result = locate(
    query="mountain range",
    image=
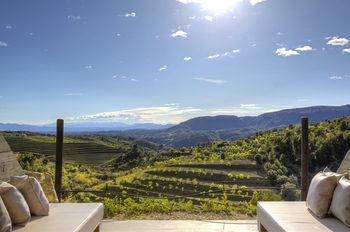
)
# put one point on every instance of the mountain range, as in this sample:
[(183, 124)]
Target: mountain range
[(230, 127), (83, 127), (199, 129)]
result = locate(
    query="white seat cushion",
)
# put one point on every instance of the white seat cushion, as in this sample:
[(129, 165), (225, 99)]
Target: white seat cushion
[(5, 220), (321, 192), (340, 206), (278, 216), (15, 203), (33, 193), (67, 217)]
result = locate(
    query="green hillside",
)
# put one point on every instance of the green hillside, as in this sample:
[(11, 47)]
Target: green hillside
[(224, 178), (90, 150)]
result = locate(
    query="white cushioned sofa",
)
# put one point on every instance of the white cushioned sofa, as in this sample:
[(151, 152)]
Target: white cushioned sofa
[(294, 216), (67, 217), (63, 217)]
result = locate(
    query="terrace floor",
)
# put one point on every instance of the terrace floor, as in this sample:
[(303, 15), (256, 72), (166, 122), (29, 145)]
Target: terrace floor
[(179, 226)]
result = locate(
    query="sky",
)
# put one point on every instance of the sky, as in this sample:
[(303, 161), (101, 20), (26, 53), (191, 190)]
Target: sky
[(165, 61)]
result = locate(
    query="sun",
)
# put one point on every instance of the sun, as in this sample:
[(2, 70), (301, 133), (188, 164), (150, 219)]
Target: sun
[(218, 7)]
# # #
▶ _GOAL OF THE EXERCISE_
Whenever a line of the records holds the string "query", pick it out and copy it.

▶ _TASK RESULT_
    query="mountain range",
    query="white seat cushion",
    query="green hillside",
    query="white cushioned sofa",
    query="terrace floor",
    query="sky",
    query="sun",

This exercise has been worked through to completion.